══ TASK INPUTS ══

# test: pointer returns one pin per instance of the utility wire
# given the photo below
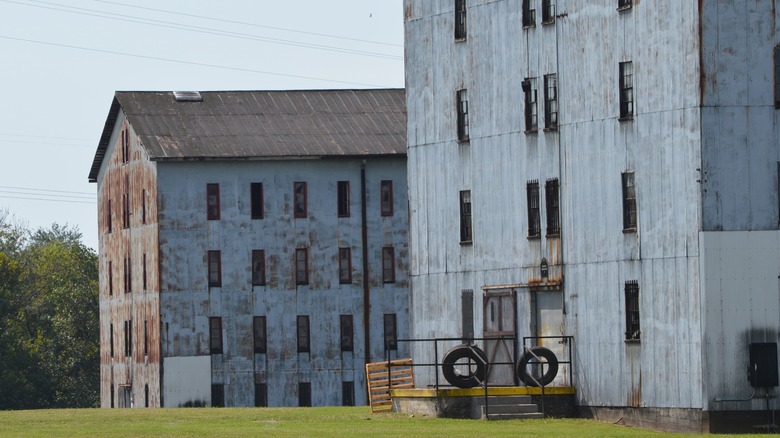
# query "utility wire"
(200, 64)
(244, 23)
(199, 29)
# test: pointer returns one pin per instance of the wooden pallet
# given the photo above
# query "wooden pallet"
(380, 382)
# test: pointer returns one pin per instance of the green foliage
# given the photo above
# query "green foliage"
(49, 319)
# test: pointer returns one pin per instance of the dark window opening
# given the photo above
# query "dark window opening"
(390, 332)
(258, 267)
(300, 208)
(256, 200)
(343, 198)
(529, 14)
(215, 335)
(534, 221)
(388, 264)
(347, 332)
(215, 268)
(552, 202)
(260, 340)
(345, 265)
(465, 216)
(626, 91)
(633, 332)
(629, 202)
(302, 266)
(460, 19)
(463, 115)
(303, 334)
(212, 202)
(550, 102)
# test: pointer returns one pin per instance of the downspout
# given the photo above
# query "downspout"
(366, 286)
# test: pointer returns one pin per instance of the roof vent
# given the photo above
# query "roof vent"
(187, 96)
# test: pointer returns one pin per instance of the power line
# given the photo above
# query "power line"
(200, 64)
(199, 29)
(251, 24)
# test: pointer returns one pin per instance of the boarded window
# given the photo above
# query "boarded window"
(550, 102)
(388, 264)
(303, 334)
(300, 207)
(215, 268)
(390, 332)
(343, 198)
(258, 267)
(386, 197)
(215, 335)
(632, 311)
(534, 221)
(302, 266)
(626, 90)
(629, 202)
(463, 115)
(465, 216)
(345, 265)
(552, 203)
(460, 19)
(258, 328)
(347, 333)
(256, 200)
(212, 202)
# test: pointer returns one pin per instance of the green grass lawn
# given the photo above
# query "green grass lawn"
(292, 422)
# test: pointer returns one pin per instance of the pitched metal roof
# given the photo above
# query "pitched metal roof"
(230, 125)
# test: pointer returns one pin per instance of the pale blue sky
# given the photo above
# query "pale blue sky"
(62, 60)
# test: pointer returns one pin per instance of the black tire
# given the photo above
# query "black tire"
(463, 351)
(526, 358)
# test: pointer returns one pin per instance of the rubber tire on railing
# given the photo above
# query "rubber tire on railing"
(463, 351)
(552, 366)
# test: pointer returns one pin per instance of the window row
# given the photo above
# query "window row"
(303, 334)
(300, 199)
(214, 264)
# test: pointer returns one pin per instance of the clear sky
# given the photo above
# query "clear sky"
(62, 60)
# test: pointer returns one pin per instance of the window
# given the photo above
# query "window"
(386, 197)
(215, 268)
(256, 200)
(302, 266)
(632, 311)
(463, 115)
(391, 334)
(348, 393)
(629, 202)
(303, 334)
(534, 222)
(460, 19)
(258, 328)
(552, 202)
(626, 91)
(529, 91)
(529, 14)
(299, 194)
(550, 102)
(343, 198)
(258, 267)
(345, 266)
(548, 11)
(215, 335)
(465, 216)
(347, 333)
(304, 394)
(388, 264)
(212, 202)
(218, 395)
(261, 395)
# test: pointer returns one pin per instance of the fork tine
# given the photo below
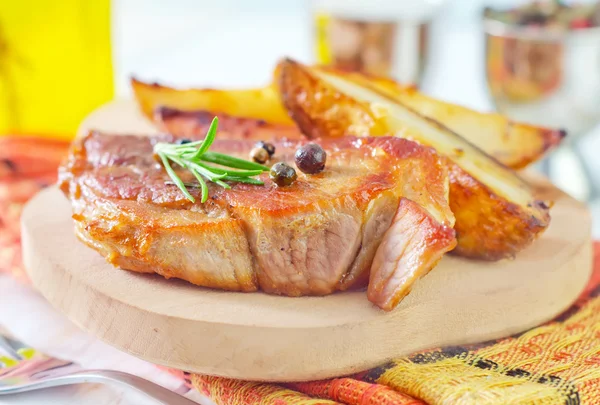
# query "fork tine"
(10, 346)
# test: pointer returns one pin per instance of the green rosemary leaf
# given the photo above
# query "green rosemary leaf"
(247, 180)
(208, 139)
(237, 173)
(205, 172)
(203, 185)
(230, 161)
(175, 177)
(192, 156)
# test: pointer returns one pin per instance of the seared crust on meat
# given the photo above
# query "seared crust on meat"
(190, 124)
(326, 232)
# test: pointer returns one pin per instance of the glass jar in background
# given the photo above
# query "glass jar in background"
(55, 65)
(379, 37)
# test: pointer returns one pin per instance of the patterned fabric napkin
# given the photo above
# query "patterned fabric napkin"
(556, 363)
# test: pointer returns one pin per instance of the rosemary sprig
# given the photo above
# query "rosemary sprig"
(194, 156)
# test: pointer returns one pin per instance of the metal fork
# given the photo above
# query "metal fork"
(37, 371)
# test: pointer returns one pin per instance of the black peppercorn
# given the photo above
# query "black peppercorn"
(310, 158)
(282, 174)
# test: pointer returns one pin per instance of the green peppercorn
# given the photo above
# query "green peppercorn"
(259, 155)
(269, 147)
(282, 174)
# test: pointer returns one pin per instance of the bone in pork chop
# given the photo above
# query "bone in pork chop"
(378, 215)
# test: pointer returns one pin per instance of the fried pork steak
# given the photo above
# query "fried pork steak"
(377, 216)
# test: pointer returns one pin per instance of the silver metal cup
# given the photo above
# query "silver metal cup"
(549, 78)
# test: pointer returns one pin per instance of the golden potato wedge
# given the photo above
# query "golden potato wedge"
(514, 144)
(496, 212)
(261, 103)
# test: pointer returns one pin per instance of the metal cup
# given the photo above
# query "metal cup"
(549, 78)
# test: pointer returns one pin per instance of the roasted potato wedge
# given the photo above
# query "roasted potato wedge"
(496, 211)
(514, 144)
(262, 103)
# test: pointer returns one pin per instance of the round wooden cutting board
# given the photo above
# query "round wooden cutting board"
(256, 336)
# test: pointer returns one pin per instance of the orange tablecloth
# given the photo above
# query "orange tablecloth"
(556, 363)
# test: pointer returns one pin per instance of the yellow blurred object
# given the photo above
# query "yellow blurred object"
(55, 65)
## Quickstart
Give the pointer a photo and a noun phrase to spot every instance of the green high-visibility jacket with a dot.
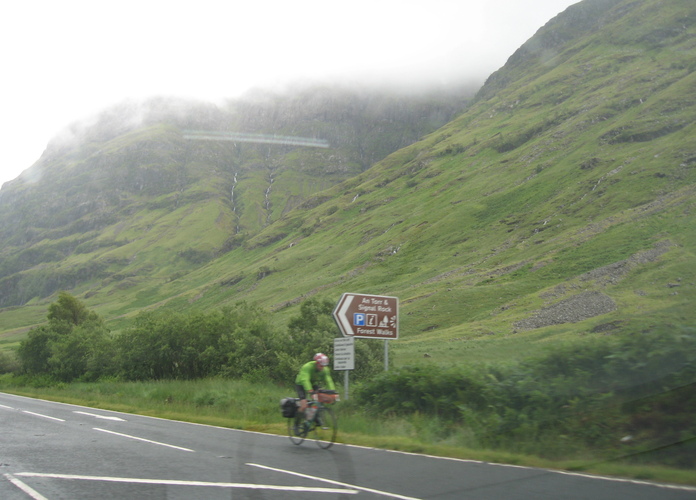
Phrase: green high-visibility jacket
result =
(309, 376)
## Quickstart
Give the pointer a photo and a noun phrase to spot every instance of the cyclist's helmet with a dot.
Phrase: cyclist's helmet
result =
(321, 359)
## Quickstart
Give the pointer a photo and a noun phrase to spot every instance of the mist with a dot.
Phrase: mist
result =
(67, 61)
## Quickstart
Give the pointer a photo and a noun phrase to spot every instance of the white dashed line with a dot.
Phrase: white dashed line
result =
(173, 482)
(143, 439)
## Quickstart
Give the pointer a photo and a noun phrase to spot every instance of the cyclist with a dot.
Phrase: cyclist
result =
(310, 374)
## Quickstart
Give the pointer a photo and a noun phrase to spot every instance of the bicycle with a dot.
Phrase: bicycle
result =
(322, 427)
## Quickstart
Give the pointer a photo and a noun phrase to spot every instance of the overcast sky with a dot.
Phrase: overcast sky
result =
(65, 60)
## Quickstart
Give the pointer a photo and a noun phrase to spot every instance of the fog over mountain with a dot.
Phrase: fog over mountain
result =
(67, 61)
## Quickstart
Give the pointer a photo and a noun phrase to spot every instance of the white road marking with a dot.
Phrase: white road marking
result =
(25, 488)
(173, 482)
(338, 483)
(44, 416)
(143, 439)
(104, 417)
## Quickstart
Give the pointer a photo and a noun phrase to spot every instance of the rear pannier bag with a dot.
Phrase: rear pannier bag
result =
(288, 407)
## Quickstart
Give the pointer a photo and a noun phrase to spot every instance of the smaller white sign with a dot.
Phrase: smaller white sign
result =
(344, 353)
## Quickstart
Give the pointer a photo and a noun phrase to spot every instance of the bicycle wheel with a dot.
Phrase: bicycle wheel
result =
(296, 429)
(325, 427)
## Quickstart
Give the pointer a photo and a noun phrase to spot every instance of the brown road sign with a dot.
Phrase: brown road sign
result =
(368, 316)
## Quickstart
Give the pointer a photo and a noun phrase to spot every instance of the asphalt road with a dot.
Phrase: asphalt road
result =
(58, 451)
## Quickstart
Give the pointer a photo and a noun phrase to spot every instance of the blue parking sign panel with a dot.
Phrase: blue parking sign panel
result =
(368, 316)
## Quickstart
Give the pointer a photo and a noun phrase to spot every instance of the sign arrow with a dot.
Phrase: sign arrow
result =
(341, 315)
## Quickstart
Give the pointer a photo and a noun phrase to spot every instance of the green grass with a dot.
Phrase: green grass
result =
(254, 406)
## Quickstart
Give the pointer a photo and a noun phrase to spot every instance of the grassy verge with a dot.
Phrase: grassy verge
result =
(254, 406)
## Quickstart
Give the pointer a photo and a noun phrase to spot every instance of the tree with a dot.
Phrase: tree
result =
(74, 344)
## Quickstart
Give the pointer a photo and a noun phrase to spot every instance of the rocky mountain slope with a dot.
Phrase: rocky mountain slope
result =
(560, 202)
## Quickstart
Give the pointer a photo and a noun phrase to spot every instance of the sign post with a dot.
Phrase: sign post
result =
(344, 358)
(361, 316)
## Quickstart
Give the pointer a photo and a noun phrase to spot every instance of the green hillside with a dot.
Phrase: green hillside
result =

═══

» **EXERCISE DIRECTIONS**:
Go through the entries above and report each line with the string "marking" in it.

» **THE COMPLETED TASK**:
Give the pointer a photo and a noun phrase to spot every instance of the white road marking with a dot.
Phrase: white road marking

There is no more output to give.